→ Exercise aim:
Reproduce the top of the data verbatim, through and including the line that contains "210L583 216L578 197L512".

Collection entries
==================================================

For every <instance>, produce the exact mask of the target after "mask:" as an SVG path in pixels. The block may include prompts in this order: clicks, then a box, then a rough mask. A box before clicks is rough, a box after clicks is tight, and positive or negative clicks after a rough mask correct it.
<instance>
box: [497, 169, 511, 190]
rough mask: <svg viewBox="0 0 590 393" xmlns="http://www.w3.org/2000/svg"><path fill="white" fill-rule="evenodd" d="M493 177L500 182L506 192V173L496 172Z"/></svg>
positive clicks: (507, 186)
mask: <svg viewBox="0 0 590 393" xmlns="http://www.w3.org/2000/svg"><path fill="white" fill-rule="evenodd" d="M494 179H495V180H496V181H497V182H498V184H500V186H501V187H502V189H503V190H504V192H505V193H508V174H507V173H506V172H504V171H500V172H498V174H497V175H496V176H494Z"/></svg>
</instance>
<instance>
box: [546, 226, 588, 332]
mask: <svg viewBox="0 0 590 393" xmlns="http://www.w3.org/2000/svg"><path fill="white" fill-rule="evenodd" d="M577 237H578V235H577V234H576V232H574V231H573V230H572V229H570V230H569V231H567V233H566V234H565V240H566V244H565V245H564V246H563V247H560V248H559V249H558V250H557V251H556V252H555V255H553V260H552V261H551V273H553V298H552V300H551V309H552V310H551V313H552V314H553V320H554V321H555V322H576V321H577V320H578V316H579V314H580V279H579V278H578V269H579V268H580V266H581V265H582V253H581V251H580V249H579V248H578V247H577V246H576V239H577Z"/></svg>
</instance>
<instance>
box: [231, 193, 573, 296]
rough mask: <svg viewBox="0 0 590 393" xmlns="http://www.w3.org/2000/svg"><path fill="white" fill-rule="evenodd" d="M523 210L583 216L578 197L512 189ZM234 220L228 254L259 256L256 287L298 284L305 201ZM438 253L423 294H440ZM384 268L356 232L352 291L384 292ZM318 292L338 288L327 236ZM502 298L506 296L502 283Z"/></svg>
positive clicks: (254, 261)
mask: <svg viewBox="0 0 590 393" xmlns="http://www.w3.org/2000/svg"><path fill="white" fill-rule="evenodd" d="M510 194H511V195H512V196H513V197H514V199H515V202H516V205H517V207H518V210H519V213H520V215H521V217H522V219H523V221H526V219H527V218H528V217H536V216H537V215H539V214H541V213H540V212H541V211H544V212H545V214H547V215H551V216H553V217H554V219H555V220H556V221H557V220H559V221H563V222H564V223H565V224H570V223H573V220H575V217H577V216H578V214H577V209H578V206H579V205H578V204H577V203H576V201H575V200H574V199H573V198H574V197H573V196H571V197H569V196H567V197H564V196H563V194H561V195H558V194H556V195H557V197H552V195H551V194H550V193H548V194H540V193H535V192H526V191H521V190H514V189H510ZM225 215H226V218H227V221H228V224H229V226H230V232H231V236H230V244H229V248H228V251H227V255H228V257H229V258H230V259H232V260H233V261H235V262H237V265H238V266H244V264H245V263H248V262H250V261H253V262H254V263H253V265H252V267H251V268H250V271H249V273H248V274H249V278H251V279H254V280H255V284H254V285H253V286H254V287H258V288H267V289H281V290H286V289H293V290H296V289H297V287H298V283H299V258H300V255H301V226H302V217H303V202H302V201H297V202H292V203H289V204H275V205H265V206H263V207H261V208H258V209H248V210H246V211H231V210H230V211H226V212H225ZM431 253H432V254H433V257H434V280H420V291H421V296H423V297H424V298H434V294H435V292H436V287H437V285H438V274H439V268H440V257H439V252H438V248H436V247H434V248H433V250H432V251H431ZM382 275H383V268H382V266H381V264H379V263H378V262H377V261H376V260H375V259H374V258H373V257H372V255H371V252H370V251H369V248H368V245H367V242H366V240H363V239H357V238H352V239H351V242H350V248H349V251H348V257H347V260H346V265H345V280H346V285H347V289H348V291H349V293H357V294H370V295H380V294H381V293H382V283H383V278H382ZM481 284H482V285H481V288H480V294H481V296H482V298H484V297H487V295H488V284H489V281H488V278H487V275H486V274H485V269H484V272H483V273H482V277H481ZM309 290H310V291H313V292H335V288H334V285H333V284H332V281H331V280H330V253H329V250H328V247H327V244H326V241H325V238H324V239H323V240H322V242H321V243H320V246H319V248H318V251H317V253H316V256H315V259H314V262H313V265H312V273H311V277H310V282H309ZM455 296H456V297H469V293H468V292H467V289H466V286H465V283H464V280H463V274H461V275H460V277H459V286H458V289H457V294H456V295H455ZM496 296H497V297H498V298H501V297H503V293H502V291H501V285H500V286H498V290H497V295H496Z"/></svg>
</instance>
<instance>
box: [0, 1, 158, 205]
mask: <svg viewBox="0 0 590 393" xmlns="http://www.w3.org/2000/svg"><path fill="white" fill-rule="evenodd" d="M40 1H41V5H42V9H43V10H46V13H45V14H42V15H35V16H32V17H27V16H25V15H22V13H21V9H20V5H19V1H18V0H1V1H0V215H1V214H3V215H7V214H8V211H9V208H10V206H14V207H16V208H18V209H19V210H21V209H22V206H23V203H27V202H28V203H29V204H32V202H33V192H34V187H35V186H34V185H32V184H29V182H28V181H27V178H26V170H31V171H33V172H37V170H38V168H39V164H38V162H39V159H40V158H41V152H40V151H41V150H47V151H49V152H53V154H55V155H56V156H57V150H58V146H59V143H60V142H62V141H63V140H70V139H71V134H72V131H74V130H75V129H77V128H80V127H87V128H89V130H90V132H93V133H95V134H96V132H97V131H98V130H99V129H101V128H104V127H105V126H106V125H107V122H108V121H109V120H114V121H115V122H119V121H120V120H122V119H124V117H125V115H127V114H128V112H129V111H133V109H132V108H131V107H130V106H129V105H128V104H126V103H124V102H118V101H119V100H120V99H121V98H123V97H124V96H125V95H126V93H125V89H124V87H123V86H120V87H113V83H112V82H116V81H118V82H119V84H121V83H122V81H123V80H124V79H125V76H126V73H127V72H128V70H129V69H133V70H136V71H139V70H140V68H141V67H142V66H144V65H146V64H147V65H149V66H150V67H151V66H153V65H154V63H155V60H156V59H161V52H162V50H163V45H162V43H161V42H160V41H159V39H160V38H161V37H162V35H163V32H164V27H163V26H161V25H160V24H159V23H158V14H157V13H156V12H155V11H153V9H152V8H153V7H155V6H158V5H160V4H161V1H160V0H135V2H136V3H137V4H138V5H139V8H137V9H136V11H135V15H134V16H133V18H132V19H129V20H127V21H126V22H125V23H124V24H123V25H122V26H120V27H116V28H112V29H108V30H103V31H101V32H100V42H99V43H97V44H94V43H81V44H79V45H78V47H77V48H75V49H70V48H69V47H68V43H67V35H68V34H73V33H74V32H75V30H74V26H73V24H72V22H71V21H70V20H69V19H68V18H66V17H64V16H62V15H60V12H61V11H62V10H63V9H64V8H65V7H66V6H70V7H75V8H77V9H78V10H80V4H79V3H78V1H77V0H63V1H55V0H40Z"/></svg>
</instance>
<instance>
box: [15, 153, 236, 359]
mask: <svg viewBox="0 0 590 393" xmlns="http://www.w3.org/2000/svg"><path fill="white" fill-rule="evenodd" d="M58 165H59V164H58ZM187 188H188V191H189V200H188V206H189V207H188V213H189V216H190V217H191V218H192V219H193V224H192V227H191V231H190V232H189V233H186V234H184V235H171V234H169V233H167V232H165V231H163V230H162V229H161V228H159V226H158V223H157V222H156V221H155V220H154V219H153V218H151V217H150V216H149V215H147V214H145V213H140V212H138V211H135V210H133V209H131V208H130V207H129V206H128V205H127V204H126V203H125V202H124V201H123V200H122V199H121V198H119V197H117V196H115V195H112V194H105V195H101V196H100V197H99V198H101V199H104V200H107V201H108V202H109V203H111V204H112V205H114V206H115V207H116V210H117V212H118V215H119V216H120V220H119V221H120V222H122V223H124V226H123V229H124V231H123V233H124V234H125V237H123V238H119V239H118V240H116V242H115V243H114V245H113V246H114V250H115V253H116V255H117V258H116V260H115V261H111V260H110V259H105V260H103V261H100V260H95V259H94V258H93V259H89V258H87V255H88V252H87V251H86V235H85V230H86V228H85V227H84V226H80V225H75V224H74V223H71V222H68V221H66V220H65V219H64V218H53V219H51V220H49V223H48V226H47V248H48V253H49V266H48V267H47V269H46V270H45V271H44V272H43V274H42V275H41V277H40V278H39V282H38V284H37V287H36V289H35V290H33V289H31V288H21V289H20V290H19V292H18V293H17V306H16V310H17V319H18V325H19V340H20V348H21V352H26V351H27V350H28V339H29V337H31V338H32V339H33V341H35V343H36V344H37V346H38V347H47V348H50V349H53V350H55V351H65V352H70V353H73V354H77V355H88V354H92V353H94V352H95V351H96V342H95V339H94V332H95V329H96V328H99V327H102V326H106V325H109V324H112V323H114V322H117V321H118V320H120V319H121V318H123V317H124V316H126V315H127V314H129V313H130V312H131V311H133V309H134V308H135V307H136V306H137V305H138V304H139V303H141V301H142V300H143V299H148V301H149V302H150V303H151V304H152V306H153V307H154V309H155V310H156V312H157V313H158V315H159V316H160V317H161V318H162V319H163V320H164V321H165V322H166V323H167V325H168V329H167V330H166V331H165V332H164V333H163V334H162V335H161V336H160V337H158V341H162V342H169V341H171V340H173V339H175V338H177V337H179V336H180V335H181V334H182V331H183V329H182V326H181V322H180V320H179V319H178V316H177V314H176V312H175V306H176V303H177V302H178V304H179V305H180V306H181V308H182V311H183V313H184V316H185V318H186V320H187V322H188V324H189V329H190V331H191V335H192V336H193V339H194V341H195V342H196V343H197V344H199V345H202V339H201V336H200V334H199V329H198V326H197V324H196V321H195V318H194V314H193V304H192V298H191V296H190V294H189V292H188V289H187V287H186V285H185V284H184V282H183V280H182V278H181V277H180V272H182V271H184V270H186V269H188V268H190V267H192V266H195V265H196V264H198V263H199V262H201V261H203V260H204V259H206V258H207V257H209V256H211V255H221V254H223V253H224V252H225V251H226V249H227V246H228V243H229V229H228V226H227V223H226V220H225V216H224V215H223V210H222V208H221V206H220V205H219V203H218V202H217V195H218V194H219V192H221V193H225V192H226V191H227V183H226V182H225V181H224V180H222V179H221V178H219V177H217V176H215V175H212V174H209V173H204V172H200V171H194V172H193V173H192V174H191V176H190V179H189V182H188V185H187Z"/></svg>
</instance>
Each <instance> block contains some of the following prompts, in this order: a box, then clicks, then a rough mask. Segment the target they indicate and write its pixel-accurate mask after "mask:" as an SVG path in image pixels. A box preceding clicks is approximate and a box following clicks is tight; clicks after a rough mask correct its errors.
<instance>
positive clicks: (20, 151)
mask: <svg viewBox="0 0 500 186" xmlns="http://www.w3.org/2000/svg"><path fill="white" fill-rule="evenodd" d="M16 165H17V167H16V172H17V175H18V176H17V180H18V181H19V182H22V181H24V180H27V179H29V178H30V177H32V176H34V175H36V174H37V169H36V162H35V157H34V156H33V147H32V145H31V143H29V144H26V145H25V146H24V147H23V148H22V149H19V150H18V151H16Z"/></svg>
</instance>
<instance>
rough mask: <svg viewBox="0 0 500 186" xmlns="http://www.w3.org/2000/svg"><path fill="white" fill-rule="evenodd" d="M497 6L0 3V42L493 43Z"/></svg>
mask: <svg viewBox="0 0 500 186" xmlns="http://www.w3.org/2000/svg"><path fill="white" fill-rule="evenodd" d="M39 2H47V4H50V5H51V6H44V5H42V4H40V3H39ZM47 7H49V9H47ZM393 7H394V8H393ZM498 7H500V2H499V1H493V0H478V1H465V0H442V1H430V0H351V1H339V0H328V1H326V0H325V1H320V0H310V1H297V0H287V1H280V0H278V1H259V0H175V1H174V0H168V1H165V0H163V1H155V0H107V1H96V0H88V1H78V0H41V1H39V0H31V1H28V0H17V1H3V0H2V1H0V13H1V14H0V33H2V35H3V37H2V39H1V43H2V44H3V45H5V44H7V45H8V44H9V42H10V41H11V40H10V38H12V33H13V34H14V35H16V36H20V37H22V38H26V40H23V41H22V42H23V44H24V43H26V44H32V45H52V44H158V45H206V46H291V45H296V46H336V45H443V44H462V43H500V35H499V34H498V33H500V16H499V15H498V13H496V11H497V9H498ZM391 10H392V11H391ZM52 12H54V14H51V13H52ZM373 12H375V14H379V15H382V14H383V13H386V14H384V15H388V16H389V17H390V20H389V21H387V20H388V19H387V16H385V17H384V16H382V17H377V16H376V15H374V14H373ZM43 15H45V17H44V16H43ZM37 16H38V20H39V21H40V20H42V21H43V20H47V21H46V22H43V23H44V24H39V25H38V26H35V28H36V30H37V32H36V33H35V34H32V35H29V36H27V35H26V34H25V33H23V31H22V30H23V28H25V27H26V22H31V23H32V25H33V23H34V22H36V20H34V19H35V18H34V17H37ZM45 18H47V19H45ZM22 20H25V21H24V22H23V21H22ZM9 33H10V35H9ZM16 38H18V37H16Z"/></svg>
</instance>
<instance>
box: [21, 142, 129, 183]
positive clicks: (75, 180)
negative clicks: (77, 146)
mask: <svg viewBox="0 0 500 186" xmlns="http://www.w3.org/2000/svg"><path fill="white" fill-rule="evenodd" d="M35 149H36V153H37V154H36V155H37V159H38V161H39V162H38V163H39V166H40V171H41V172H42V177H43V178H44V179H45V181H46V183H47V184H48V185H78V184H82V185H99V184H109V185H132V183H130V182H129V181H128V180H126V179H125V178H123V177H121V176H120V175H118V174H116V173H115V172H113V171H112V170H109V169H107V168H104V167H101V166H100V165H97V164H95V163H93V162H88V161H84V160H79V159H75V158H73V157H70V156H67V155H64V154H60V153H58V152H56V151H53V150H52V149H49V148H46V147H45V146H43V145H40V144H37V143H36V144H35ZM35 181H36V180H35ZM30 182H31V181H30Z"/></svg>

==================================================

→ Expected answer:
For every <instance>, produce the exact mask of the target after "mask:" as an SVG path in pixels. The block may include prompts in this order: clicks, then a box, then a rough mask. A box before clicks is rough, a box after clicks is tight, and positive or negative clicks after a rough mask correct it.
<instance>
box: [497, 169, 511, 190]
rough mask: <svg viewBox="0 0 590 393" xmlns="http://www.w3.org/2000/svg"><path fill="white" fill-rule="evenodd" d="M493 177L500 182L506 192V173L496 172Z"/></svg>
positive clicks: (507, 186)
mask: <svg viewBox="0 0 590 393" xmlns="http://www.w3.org/2000/svg"><path fill="white" fill-rule="evenodd" d="M494 179H495V180H496V181H497V182H498V184H500V186H501V187H502V189H503V190H504V192H505V193H508V174H507V173H506V172H504V171H500V172H498V174H497V175H496V176H494Z"/></svg>
</instance>
<instance>
box: [546, 226, 588, 332]
mask: <svg viewBox="0 0 590 393" xmlns="http://www.w3.org/2000/svg"><path fill="white" fill-rule="evenodd" d="M577 237H578V235H577V234H576V232H574V231H573V230H572V229H570V230H569V231H567V233H566V234H565V240H566V244H565V245H564V246H563V247H560V248H559V249H558V250H557V251H556V252H555V255H553V260H552V261H551V273H553V298H552V300H551V309H552V310H551V313H552V314H553V320H554V321H555V322H576V321H577V320H578V316H579V314H580V279H579V278H578V269H579V268H580V266H581V265H582V253H581V251H580V249H579V248H578V247H577V246H576V239H577Z"/></svg>
</instance>
<instance>
box: [231, 193, 573, 296]
rough mask: <svg viewBox="0 0 590 393" xmlns="http://www.w3.org/2000/svg"><path fill="white" fill-rule="evenodd" d="M523 210L583 216L578 197L512 189ZM234 220L228 254L259 256L256 287L298 284L305 201ZM438 253L423 294H440ZM384 268L356 232L352 291L384 292ZM318 292L338 288L327 236ZM502 298L506 296L502 283Z"/></svg>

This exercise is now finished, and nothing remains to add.